**Objective:** Can you write out all of the material below, word for word?

**Material to process:**
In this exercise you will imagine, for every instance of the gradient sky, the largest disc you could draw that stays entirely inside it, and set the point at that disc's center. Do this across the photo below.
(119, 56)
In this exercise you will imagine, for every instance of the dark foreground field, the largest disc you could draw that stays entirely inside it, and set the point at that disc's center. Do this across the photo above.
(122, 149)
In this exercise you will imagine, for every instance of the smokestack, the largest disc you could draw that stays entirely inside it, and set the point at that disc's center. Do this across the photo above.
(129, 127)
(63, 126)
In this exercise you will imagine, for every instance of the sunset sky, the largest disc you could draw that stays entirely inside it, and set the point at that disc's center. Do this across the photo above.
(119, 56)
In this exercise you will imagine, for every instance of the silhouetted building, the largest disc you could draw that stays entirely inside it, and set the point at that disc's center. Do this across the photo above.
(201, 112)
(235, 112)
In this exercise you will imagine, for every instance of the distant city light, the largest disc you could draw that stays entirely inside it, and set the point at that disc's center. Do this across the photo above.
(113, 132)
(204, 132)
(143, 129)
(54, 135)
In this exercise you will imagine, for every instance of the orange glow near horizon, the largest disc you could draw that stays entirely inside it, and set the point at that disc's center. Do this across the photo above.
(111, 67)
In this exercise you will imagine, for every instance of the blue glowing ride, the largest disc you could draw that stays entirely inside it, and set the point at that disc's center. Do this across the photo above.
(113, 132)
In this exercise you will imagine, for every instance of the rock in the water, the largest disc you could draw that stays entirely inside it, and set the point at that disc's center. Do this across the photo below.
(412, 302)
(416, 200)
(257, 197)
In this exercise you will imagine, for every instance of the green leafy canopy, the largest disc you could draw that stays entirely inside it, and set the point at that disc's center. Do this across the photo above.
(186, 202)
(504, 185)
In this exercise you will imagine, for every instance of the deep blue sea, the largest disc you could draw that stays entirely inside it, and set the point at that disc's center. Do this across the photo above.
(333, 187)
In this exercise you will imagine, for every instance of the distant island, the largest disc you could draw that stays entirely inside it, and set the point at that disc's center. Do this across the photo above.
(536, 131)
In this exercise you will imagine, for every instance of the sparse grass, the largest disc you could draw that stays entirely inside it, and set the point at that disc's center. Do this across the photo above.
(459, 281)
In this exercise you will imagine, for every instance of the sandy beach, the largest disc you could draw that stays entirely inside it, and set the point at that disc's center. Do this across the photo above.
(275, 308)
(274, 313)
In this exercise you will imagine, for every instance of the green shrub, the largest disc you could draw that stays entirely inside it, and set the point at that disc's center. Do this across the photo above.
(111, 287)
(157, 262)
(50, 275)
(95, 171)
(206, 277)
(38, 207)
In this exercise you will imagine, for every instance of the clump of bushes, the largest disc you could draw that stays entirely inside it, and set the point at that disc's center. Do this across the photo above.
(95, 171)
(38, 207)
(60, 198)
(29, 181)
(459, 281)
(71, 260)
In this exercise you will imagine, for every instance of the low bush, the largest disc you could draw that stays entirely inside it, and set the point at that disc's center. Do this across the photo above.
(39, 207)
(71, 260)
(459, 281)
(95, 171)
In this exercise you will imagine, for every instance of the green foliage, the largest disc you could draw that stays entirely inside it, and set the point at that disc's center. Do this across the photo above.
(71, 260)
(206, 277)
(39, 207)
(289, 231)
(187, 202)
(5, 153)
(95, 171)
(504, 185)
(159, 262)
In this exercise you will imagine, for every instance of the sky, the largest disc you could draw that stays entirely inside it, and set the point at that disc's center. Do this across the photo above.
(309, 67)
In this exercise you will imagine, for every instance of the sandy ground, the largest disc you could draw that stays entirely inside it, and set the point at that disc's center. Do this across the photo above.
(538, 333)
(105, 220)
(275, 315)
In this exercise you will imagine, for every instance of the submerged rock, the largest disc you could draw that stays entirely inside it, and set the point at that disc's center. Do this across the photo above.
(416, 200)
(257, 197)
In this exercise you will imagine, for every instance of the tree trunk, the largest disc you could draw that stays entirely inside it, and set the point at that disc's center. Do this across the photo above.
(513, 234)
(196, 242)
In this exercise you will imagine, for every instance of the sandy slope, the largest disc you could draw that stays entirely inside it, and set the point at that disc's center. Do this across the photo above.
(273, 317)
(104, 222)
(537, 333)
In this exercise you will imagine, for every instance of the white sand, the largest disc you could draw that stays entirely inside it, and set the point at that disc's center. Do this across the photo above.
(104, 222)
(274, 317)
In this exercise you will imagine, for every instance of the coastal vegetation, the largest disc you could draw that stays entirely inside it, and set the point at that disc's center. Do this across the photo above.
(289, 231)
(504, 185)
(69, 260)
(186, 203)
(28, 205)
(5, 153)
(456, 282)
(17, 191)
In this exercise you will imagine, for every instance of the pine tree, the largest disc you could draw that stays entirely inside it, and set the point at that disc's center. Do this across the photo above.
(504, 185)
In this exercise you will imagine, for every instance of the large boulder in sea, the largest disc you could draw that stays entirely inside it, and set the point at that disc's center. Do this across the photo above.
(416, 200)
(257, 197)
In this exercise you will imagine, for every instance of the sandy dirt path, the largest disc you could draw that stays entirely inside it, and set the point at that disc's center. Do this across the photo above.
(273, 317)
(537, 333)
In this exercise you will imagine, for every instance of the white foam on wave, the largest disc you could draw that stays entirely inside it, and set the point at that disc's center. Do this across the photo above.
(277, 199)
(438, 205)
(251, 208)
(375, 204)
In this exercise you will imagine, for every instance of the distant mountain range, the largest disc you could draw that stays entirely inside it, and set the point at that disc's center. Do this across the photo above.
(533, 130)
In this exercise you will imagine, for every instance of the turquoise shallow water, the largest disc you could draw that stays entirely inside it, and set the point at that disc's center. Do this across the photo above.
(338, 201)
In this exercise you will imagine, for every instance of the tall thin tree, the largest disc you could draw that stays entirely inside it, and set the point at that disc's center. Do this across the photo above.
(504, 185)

**Correct result:**
In this exercise you will imagine, for every instance of the gradient sky, the largest disc you could draw that stays entirely inside it, and set the point at that disc's center. Do this across the photo below.
(119, 56)
In this exercise you will imagine, for every instance of the dark foreground field, the largest disc you could draw that stays entirely inside it, and set the point at that disc's center. Do this across the photo above.
(122, 149)
In this exercise you will imagine, for every instance of the smokestack, the largest disc you could draw that stays entirely inside it, and set the point at that disc's center. Do this across the photo above.
(129, 127)
(63, 126)
In this exercise you will imagine, for every instance of the sunset sky, the largest disc you could draw that stays entirely inside it, and set the point at that disc's center. Do this across the photo above.
(119, 56)
In this exercise you will imagine, for every instance of the silhouetted building, the largest disc you could draw that stays entirely inside it, and set the point at that disc's center. Do this across the photo above.
(201, 112)
(235, 112)
In this exercise you will imagine, for every instance of the distant city light, the largest disc you could draw that stays entirely inside it, and set the point at that disc's center. Do this across the photo above.
(113, 132)
(204, 132)
(143, 129)
(54, 135)
In this exercise you will imagine, for every instance of the orange glow near horizon, the largest disc you could draw that stays entirely inside it, and set the point at that disc's center. Do this across the photo above.
(111, 67)
In this exercise you will imagine, for every instance of the blue glowing ride, the largest disc you could draw that stays entirely inside it, and set the point at that disc's center. Do this across the photo above.
(113, 132)
In this exercise you will imagine, for every instance of the rock in the water, the largest disc you could draw that stays entirely inside it, and set the point at that disc's center. Do this across the photo below.
(412, 302)
(416, 200)
(257, 197)
In this exercise you will imagine, for every instance of the green leafy canopy, the largest disc you could draw that stays entirely inside it, and set the point at that disc's center. Do this across the photo above.
(186, 202)
(504, 185)
In this exercise you will imagine, for every instance of the deep blue sea, the largest disc you could draw that stays entirely inside it, and set the point at that disc's center. Do this across the photo above.
(333, 187)
In this exercise you will imagine, for every instance of the distant island, the largest disc you could draw that stays entirely inside it, and set the point at that disc's center. Do this across the photo above.
(536, 131)
In this exercise you will imagine, for every instance of the sparse grass, the largest disc you could draw that stays entirely inside it, and set the point at that disc's center. Do this across the photo above.
(459, 281)
In this exercise you will imagine, for every instance of the sandy beach, the largest disc you could draw that stays entirely inside it, and set the point at that disc's center. Do this across the photo above.
(275, 308)
(274, 313)
In this exercise you will imagine, for every instance of the green shrub, the largest disc you could draw that stays entirely inside it, and set the point at that disc's center. Do this across the photo above.
(111, 287)
(157, 262)
(50, 275)
(95, 171)
(206, 277)
(38, 207)
In this exercise you will imagine, for every instance of the clump of bushes, the largest disc you could draw that stays entirely inside it, and set the point at that disc's center. Do this across the photo above.
(95, 171)
(38, 207)
(60, 198)
(29, 181)
(459, 281)
(71, 260)
In this exercise you will imagine, for every instance of the low bush, the largest disc you could draw that stays entirely inside it, and set the point at that disc's center. Do this across the photo above.
(39, 207)
(71, 260)
(459, 281)
(95, 171)
In this exercise you will imagine, for every instance of the green foliage, the largest disc you could draw that stays entirely inside it, and set the point at that disc's center. Do this across the photo above.
(71, 260)
(206, 277)
(39, 207)
(289, 231)
(187, 202)
(5, 153)
(95, 171)
(504, 185)
(159, 262)
In this exercise you will imagine, for every instance of the sky, the largest disc you could draw that stays entirely inside it, and set the point at that disc's center. Do this across the photo above.
(309, 67)
In this exercise you will imagine, for every instance of the sandy ground, the largest disc you could draw that stays entirely inside it, and set the point at that disc's center. Do this across the photo above.
(538, 333)
(105, 220)
(275, 315)
In this exercise you will imagine, for every instance of the submerged rock, the largest disc you could draw that stays entirely inside it, and set the point at that disc's center. Do this across the photo above.
(416, 200)
(257, 197)
In this exercise you will imagine, for every instance of the tree trunk, the largest disc you could draw that stays entirely inside it, and set the point at that disc's center. Do this across the photo above.
(513, 234)
(196, 242)
In this exercise you will imagine, for every instance of the sandy slope, the largest disc you could draw that stays entirely inside it, and set the point at that disc's center. Do this across the photo above.
(273, 317)
(104, 222)
(537, 333)
In this exercise you will imagine, for every instance of the white sand, the largest disc you could draw that stays entirely inside it, and set the point at that disc's center. Do this across the photo above.
(104, 222)
(274, 317)
In this exercise you will imagine, for every instance of the coastal vegetation, the largest disc you could draw that stays entirely inside it, and set the point at that disc's center. Do this across the photo above.
(289, 231)
(504, 185)
(69, 260)
(186, 203)
(28, 205)
(5, 153)
(456, 282)
(17, 191)
In this exercise you will imagine, for every instance of the pine tree, the largest disc you could draw that stays entirely inside it, and set the point at that disc's center. Do this across the photo above.
(504, 185)
In this exercise you will imagine, for every instance of the large boulder in sea, the largest disc you could draw that stays entirely inside it, and set the point at that disc's center. Do this across the photo above.
(416, 200)
(257, 197)
In this exercise you will imagine, for every instance of the sandy dirt path, the largest disc you could draw that stays entirely inside it, and set the point at that disc's center. Do this across the photo above.
(273, 317)
(537, 333)
In this exercise you will imagine, for every instance of the white foam on wave, the largest disc you could draw that stays entirely inside it, and set the point at that disc's center. Do this across the photo above.
(277, 199)
(438, 205)
(251, 208)
(375, 204)
In this exercise you will imagine, for every instance of the distant mountain range, the largest disc you could draw that stays entirely inside it, and set the point at that disc's center. Do this across the photo above.
(533, 130)
In this exercise you will imagine, for every instance of the turquoise shallow water, the largest disc you could draw that stays entirely inside it, and set the point at that disc's center. Do this across the photo above.
(338, 201)
In this exercise you will imagine, for every instance of the tall thin tree, the largest disc you could draw that stays entirely inside it, and set the point at that disc's center. Do this across the photo above.
(504, 185)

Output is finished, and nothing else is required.